TASK TO CARRY OUT: Rewrite the lines below as a JSON list of strings, one string per line, leaving out any blank lines.

DATA:
* start *
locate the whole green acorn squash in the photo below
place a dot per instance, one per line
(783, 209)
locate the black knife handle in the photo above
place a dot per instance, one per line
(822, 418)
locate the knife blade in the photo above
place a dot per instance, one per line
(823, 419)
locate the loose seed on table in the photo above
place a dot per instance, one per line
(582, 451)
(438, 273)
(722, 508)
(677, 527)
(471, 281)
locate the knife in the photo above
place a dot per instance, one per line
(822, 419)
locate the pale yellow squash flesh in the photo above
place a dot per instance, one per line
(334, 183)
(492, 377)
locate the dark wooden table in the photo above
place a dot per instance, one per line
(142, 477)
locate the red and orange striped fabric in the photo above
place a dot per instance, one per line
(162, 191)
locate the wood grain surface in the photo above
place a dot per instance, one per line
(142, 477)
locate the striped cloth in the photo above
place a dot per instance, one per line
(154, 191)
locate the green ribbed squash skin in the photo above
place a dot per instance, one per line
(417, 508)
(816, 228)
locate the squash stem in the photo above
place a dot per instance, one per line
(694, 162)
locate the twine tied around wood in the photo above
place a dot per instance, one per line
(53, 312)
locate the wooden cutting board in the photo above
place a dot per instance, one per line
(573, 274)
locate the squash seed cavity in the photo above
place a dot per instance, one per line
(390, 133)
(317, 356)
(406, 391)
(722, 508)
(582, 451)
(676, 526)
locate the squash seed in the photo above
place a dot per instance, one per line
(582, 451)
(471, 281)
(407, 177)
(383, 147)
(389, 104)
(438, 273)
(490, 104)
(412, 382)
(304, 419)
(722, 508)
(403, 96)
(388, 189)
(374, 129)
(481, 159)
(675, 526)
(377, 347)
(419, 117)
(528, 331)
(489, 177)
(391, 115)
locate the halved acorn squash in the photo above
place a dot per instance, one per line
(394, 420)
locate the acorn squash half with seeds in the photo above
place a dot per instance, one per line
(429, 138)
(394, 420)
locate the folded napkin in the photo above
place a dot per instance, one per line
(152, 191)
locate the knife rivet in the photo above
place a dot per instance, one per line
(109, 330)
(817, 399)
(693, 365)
* end *
FINISHED ANSWER:
[
  "locate the whole green acorn squash in the photo below",
  "place a dot per instance, one per line",
  "(783, 209)",
  "locate the black knife handle in the photo above",
  "place a dot per instance, one per line",
  "(822, 418)",
  "locate the knife blade in the photo above",
  "place a dot per instance, one per line",
  "(823, 419)",
  "locate the loose seed on table in the photo above",
  "place a dot per instance, one per line",
  "(582, 451)",
  "(438, 273)",
  "(722, 508)",
  "(677, 527)",
  "(471, 281)",
  "locate the knife in the photo above",
  "place a dot per instance, one per line",
  "(822, 419)",
  "locate the pale yellow squash flesh in the photo above",
  "place a dot per instance, one per line",
  "(334, 183)",
  "(492, 377)",
  "locate the dark wooden table in the photo above",
  "place a dot per instance, one per line",
  "(142, 477)",
  "locate the red and orange striped fabric in the photo above",
  "place a dot per instance, one per line",
  "(162, 191)",
  "locate the wood grain surface in the photo above",
  "place a dot per instance, one per line",
  "(142, 477)",
  "locate the striped cloth in the photo above",
  "place a dot per instance, one per line",
  "(154, 191)",
  "locate the green ribbed squash skin in the photo above",
  "place a dot per instance, one per line",
  "(417, 508)",
  "(816, 228)",
  "locate the squash stem in the photo above",
  "place a dot per instance, one per line",
  "(694, 162)",
  "locate the twine tied around wood in the photo above",
  "place a dot per instance, one per line",
  "(53, 312)",
  "locate the wooden cutting board in the photo above",
  "place a dot per instance, one per line",
  "(573, 274)",
  "locate the squash seed cavity in the photo above",
  "place a dot per instance, one per line",
  "(390, 133)",
  "(317, 356)",
  "(406, 391)",
  "(722, 508)",
  "(582, 451)",
  "(676, 526)",
  "locate the squash seed in the photo above",
  "place a dot per instance, one per line",
  "(582, 451)",
  "(471, 281)",
  "(407, 177)",
  "(383, 147)",
  "(389, 104)",
  "(438, 273)",
  "(490, 104)",
  "(412, 382)",
  "(304, 419)",
  "(722, 508)",
  "(403, 96)",
  "(388, 189)",
  "(374, 129)",
  "(481, 159)",
  "(675, 526)",
  "(377, 347)",
  "(419, 117)",
  "(528, 331)",
  "(489, 177)",
  "(391, 115)",
  "locate the halved acorn squash in the photo above",
  "place a dot per instance, one per line",
  "(394, 420)",
  "locate the acorn squash half with seeds in the photo above",
  "place a dot per instance, one per line",
  "(429, 138)",
  "(394, 420)",
  "locate the folded napkin in the photo above",
  "place a dot per instance, one per line",
  "(152, 191)",
  "locate the knife rivet in the photo above",
  "place a dot per instance, one per line",
  "(109, 330)",
  "(817, 399)",
  "(693, 365)"
]